== Document text ==

Another significant difference is the cost to sell the product. There can be considerable expense associated with each sale, regardless of number of units, more units means that fixed cost is amortized over the total sale, so cost per unit becomes less significant. Selling ONE unit to an off-the-street customer may also breach the companies sales policy, which may be mildly important to the OEM purchasers, or it may be a deal breaker. I have had customers who were quite willing to do business with me on the condition that I would not, ever, provide that particular service (component class) to the general public, as it represents unfair competition.

Think about it, if you manufacture a product with a high overhead burden, and your best customer base is other companies, companies who have to invest a LOT of money over an above buying your product, and who will provide you with steady work, do you really want to antagonize them by selling your product to a much smaller market, which happens to be a part of their potential customer base?

Although I do agree with your closing comment about Rats, I suspect we may place different emphasis on the qualifications for rodent-hood.

Have a Great Day!


----------



## fugdabug (Jul 14, 2008)

Hmmm... but you see, it is a question in my mind that just bugs the livin' day-lights out of me... What is in the box that cost 25,000 simoleans... So they are engineers, and wise at their craft of coming up with an AC control unit that 'does it all' AND WORKS... And they have lawyers and accountants and business interests... But 'what's in the box???'... What is it about the contents that make it that expensive?
And if I found out a similar scheme... would it cost me 25K to build it? That is the bugger~


----------



## CNCRouterman (May 5, 2008)

Good questions Fugdabug. It had better not cost $25grand, or somebodies business model is whacked. That said, it would make sense to price the product such that it is cheaper to buy it from the manufacturer than for the customer to build it them selves. That can be tough, as a significant portion of the cost MIGHT be labor, not to mention the R&D that went into figuring it out in the first place. The labor aspect is harder to price because different people place different values on their time. You may figure your time is worth zero dollars per hour, for purposes of building one for your self, so then it just comes down to hardware, and any specialized services you might outsource to someone else (welding, chrome plating, circuit board populating, whatever). Presumably, ACP has developed good purchasing power for thier needed compononent, and likely there are numerous proprietary tidbits that are not buyable off the shelf.

===
== Data provided ==

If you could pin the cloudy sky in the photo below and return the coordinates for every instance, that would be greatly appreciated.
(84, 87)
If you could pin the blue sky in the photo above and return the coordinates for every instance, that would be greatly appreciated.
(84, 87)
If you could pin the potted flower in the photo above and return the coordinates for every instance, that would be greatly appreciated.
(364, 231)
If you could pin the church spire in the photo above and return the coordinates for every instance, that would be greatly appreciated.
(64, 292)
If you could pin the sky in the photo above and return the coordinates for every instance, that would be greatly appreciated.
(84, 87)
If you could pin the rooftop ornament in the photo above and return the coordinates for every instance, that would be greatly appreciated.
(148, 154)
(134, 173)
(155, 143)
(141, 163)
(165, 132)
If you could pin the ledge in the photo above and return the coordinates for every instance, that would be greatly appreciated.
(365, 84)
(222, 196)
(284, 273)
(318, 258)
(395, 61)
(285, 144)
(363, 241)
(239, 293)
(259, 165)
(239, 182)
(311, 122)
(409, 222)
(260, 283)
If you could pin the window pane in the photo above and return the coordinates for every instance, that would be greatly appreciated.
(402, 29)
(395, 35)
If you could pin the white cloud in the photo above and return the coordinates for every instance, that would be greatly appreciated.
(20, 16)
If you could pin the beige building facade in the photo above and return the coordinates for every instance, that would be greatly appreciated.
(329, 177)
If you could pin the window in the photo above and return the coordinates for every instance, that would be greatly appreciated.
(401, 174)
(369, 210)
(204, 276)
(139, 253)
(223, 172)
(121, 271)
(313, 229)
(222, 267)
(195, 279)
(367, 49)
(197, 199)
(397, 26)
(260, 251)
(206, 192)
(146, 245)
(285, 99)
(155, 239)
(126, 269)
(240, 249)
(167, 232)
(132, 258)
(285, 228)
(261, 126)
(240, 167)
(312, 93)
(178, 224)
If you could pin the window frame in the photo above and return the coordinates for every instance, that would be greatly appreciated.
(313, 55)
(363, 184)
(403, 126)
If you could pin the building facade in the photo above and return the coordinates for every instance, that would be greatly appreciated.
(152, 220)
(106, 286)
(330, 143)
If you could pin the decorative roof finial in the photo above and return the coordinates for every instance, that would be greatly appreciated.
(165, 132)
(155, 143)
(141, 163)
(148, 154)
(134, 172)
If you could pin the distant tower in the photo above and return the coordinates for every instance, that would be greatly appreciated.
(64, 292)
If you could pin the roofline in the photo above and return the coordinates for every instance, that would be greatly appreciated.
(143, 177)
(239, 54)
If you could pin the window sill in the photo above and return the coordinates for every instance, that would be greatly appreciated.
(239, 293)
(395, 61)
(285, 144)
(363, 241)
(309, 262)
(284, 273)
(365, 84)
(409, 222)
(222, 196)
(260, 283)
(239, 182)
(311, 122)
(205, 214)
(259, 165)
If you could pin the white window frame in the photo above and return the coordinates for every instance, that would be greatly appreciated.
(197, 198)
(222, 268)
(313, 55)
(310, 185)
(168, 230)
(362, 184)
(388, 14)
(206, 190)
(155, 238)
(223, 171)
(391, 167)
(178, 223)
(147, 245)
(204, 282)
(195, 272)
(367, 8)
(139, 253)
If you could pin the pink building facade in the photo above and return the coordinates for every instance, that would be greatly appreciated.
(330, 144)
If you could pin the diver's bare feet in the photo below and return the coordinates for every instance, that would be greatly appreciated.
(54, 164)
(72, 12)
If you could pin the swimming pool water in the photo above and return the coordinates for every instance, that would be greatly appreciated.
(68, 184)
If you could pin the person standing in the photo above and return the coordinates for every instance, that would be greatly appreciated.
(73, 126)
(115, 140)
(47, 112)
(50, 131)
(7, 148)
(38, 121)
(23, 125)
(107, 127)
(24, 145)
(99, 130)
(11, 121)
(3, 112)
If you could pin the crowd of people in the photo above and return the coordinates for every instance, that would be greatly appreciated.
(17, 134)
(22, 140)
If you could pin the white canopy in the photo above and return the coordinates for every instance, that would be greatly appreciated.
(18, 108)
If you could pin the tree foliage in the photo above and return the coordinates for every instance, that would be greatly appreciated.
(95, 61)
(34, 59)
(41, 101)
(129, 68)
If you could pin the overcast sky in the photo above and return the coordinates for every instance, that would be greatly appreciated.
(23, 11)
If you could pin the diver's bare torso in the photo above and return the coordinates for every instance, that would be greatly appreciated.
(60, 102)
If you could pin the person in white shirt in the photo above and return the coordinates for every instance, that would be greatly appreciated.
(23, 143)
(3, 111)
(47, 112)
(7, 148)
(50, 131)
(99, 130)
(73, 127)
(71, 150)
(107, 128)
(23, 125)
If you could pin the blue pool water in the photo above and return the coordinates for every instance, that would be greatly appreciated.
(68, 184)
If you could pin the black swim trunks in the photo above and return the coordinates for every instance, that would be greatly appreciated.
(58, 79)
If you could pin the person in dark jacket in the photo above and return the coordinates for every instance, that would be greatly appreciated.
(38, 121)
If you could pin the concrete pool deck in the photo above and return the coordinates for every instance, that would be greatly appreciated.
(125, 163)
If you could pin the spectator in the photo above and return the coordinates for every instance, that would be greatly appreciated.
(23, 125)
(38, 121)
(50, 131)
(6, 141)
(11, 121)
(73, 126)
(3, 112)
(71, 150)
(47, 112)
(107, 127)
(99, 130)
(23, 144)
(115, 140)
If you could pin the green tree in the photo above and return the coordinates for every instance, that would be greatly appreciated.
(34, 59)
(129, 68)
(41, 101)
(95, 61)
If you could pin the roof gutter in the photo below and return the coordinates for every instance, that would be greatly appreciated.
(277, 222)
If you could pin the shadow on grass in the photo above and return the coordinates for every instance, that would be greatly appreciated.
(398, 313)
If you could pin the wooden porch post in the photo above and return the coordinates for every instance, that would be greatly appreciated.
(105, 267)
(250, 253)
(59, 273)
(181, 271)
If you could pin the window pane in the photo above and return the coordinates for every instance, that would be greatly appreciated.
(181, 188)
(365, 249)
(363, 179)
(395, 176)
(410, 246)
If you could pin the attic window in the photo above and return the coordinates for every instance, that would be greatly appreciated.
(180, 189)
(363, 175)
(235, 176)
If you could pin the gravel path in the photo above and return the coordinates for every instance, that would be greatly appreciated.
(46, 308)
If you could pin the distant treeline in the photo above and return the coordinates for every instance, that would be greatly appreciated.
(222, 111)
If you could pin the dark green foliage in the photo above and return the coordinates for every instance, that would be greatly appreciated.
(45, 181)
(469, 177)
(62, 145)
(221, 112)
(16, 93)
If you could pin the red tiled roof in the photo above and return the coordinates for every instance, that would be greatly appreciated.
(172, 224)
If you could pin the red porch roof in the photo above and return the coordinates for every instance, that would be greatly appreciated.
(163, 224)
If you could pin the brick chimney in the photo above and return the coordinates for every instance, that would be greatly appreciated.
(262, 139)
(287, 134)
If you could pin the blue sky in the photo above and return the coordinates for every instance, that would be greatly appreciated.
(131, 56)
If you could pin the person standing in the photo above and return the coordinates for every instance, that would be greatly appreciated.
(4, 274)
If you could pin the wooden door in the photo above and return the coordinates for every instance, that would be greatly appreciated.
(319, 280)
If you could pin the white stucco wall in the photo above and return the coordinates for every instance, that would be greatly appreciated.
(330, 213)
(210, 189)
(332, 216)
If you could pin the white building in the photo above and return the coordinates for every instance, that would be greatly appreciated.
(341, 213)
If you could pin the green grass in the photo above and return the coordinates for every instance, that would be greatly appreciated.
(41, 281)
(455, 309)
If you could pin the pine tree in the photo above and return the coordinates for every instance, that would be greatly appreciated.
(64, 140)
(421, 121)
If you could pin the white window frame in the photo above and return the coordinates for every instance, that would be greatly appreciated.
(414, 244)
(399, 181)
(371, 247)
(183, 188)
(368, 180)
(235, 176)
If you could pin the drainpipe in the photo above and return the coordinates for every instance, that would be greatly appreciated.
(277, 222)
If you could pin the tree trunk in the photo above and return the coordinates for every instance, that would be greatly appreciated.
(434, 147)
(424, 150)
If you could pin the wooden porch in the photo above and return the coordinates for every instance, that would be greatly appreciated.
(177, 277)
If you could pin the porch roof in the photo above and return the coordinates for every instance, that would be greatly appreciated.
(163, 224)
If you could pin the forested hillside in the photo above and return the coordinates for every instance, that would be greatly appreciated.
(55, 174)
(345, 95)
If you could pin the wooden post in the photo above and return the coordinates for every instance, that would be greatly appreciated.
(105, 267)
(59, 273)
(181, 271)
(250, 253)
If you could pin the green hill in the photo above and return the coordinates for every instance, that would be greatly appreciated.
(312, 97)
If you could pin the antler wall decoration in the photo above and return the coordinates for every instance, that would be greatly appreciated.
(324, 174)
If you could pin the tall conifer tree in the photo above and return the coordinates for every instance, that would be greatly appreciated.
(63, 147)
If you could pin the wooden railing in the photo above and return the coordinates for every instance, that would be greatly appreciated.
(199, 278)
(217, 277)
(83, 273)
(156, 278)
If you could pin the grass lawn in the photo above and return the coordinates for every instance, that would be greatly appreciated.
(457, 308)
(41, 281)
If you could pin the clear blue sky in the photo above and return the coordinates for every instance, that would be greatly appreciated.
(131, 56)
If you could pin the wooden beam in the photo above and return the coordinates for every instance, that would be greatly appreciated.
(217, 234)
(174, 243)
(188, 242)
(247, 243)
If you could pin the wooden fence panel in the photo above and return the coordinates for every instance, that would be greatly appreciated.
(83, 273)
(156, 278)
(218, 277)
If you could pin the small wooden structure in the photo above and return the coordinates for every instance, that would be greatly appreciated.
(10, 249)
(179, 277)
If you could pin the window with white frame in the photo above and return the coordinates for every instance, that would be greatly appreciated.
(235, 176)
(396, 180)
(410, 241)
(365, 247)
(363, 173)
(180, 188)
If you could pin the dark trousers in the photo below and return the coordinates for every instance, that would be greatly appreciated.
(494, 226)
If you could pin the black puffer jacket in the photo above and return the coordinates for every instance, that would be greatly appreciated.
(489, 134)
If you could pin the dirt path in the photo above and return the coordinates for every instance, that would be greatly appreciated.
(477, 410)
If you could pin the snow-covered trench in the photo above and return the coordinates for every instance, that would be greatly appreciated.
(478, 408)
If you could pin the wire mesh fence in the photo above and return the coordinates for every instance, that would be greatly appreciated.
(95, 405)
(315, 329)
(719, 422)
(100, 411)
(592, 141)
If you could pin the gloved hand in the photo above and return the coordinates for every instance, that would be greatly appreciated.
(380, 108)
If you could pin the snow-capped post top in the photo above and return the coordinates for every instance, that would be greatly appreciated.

===

**What to do:**
[a] Write out the forum thread's text between "Although I do" and "(Jul 14, 2008)", inclusive.
[b] In the forum thread, which specialized services are given as examples of work someone building one for themselves might outsource?

**Solution set:**
[a]
Although I do agree with your closing comment about Rats, I suspect we may place different emphasis on the qualifications for rodent-hood.

Have a Great Day!


----------



## fugdabug (Jul 14, 2008)

[b] Welding, chrome plating, and circuit board populating.